TEKST:
Nog enkele hulpmiddelen: Legian (NIS2-check), NCSC (Herstel van een cyberincident) en DTC (incident response plan)
Conclusie
Het advies van de Rijksoverheid is om niet af te wachten tot de wet daadwerkelijk van kracht wordt, maar om op tijd voorbereid te zijn. Ja, maar hoe begin je dan? Begin met informatiebeveiliging borgen binnen de organisatie vanuit de norm ISO 27001. Al is een ISO-certificering geen doel voor een organisatie of een verplichting vanuit de NIS2, dan nog bevat deze aanpak een aantal belangrijke onderdelen die helpen en aansluiten op de vereisten. Dit is nuttig voor alle organisaties, van klein tot groot.
En verder:
- Start met een risicoanalyse
Een risicoanalyse of risk-assessment is een vast onderdeel van een ISO-aanpak. Hierin worden de beveiligingsrisico’s gedefinieerd. Daarna worden de risico’s gewaardeerd op kans (wat is de kans dat dit voorvalt?) en gevolgschade. Er ontstaat inzicht in de top tien risico’s op het gebied van security. Organisaties voldoen hiermee dus aantoonbaar aan een risico-gebaseerde aanpak.

WAT TE DOEN:
1. Vat de tekst samen in twee zinnen.
2. Schrijf woord voor woord over het deel van de tekst dat opent met de woorden waarin "Nog enkele hulpmiddelen: Legian" staat en eindigt met "klein tot groot.".

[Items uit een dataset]

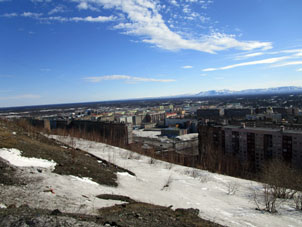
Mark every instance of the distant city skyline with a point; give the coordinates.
(97, 50)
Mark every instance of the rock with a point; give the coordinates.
(56, 212)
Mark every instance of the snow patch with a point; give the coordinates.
(84, 180)
(14, 157)
(124, 174)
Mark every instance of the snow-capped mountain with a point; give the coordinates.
(276, 90)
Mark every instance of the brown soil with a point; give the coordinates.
(69, 161)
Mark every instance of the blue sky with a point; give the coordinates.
(92, 50)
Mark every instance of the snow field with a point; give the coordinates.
(222, 199)
(14, 157)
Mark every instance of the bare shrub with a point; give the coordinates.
(169, 166)
(167, 183)
(152, 161)
(204, 178)
(298, 201)
(280, 184)
(232, 188)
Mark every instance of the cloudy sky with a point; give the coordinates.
(92, 50)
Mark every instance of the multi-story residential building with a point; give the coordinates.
(237, 113)
(253, 145)
(209, 113)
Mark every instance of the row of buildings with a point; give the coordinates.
(252, 145)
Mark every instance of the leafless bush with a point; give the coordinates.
(298, 200)
(167, 183)
(192, 173)
(169, 166)
(152, 161)
(204, 178)
(232, 188)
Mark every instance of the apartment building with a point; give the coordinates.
(253, 145)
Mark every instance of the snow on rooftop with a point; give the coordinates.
(14, 157)
(188, 137)
(187, 188)
(148, 134)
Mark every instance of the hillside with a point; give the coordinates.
(44, 182)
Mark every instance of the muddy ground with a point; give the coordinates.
(78, 163)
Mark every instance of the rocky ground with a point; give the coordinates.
(26, 199)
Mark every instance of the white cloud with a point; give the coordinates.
(187, 67)
(251, 55)
(259, 62)
(57, 9)
(25, 96)
(144, 19)
(288, 63)
(31, 14)
(85, 6)
(93, 19)
(97, 79)
(9, 15)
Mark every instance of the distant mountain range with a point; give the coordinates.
(276, 90)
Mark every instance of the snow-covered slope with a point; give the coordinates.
(166, 184)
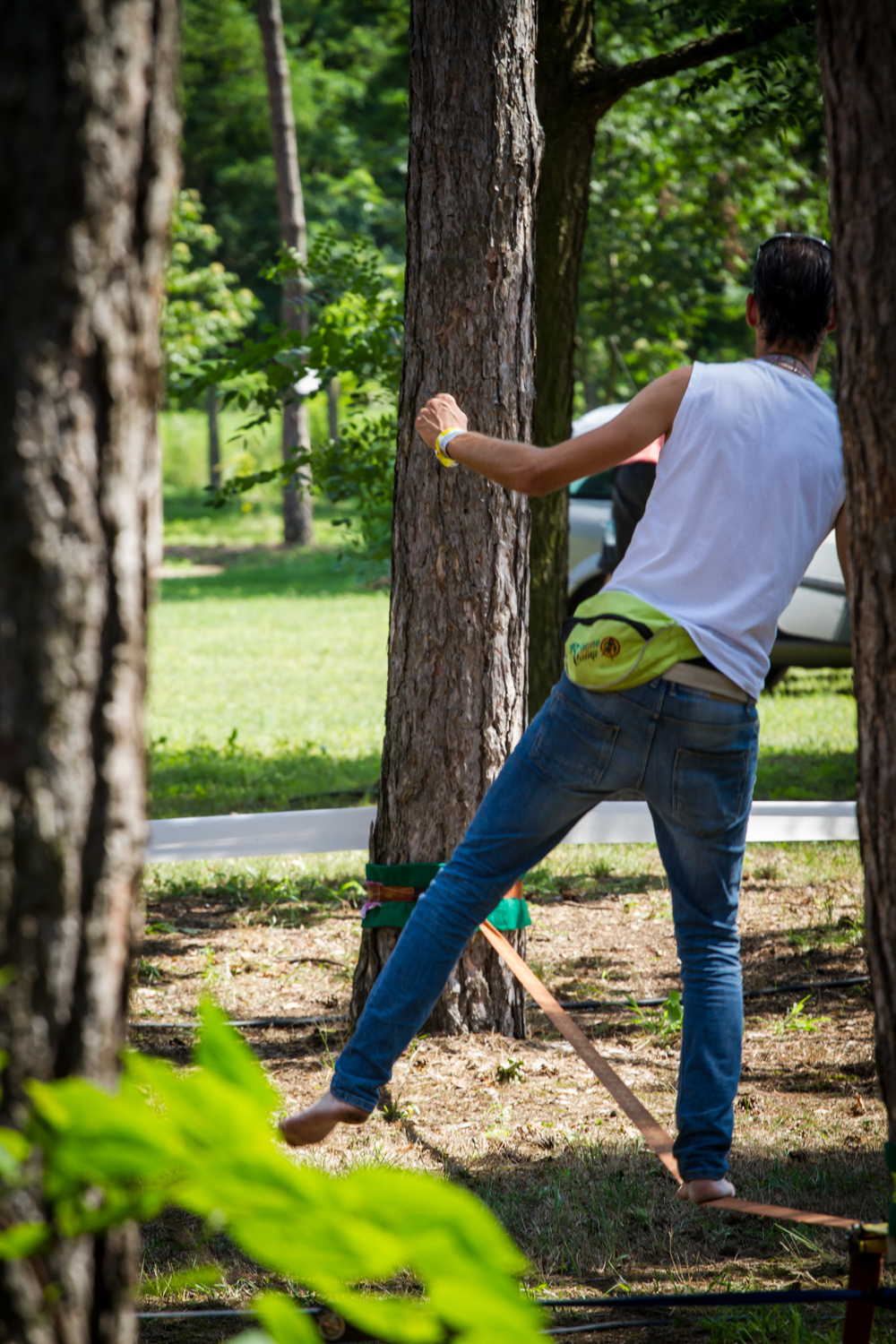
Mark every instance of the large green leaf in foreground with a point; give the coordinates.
(203, 1139)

GESCHREVEN ANTWOORDEN:
1. Volgens de Rijksoverheid moet je niet afwachten tot de wet echt van kracht wordt, maar op tijd voorbereid zijn. Een goed begin is informatiebeveiliging borgen vanuit de norm ISO 27001, met als vast onderdeel een risicoanalyse waarin beveiligingsrisico's worden gedefinieerd en gewaardeerd op kans en gevolgschade, zodat inzicht ontstaat in de top tien securityrisico's.

2.
Nog enkele hulpmiddelen: Legian (NIS2-check), NCSC (Herstel van een cyberincident) en DTC (incident response plan)
Conclusie
Het advies van de Rijksoverheid is om niet af te wachten tot de wet daadwerkelijk van kracht wordt, maar om op tijd voorbereid te zijn. Ja, maar hoe begin je dan? Begin met informatiebeveiliging borgen binnen de organisatie vanuit de norm ISO 27001. Al is een ISO-certificering geen doel voor een organisatie of een verplichting vanuit de NIS2, dan nog bevat deze aanpak een aantal belangrijke onderdelen die helpen en aansluiten op de vereisten. Dit is nuttig voor alle organisaties, van klein tot groot.